§ **EXERCISE DESCRIPTION**: Filter the rows below and copy each line that contains the string "light", treating uppercase and lowercase as different.

Stored data entries:

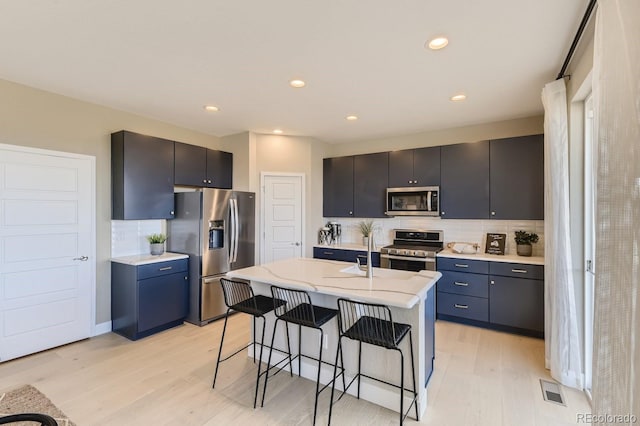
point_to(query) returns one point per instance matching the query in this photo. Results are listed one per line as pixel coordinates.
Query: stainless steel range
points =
(412, 250)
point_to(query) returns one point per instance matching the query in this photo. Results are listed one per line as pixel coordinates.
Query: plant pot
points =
(524, 249)
(157, 249)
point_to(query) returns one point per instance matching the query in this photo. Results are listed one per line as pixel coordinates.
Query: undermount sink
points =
(354, 270)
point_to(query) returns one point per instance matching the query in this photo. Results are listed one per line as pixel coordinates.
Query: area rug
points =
(28, 399)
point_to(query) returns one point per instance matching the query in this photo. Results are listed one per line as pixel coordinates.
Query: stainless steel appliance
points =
(216, 228)
(418, 201)
(412, 250)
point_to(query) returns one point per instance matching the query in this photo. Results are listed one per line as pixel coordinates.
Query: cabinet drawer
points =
(162, 268)
(463, 283)
(463, 265)
(475, 308)
(518, 270)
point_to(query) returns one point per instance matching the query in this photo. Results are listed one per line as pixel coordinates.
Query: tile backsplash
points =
(458, 230)
(129, 237)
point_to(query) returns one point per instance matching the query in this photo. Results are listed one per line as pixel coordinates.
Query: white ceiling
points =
(167, 59)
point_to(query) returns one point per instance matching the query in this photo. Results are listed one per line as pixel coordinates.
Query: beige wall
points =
(501, 129)
(35, 118)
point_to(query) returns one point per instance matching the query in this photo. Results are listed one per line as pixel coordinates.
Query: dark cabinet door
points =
(190, 165)
(517, 178)
(516, 302)
(414, 167)
(401, 168)
(337, 189)
(370, 181)
(219, 169)
(464, 185)
(142, 174)
(162, 300)
(426, 166)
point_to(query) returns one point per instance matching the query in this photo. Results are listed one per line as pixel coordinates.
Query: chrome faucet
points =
(368, 268)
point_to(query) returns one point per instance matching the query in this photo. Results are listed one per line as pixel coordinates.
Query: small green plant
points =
(366, 227)
(156, 238)
(526, 238)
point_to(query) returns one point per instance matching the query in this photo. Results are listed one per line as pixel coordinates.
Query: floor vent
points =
(552, 392)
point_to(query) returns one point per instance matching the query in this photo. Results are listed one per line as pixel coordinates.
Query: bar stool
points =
(372, 323)
(299, 310)
(238, 296)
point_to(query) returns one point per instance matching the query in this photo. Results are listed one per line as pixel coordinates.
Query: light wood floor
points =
(481, 377)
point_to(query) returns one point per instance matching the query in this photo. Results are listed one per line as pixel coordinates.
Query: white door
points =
(282, 201)
(47, 249)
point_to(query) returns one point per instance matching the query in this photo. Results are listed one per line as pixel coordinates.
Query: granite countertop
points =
(508, 258)
(391, 287)
(145, 259)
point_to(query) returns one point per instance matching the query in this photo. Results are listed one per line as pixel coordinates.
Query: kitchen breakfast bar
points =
(409, 295)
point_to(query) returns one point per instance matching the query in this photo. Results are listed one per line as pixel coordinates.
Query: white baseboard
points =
(102, 328)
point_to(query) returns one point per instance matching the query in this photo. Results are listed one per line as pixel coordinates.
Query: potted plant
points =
(156, 242)
(366, 228)
(524, 240)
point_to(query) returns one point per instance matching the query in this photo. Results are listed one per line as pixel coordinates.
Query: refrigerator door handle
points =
(233, 256)
(236, 230)
(232, 236)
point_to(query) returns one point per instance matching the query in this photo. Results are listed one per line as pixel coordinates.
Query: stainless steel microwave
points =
(413, 201)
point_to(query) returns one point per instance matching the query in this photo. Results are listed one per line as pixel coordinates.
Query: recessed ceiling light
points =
(437, 43)
(297, 83)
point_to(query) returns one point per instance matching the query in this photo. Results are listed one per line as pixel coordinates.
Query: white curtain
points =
(562, 345)
(616, 93)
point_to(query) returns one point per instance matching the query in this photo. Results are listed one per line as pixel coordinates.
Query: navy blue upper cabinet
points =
(464, 181)
(517, 178)
(203, 167)
(337, 187)
(414, 167)
(141, 177)
(370, 181)
(190, 164)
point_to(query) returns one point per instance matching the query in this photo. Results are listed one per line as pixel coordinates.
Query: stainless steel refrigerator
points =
(216, 228)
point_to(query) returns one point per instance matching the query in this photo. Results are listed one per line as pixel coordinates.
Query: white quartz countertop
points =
(144, 259)
(508, 258)
(347, 246)
(391, 287)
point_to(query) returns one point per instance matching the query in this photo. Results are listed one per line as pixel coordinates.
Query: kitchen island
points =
(410, 296)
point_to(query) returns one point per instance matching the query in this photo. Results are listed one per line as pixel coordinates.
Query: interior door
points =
(282, 213)
(47, 249)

§ **SOLUTION TO THIS EXERCISE**:
Query: light wood floor
Query: recessed ceiling light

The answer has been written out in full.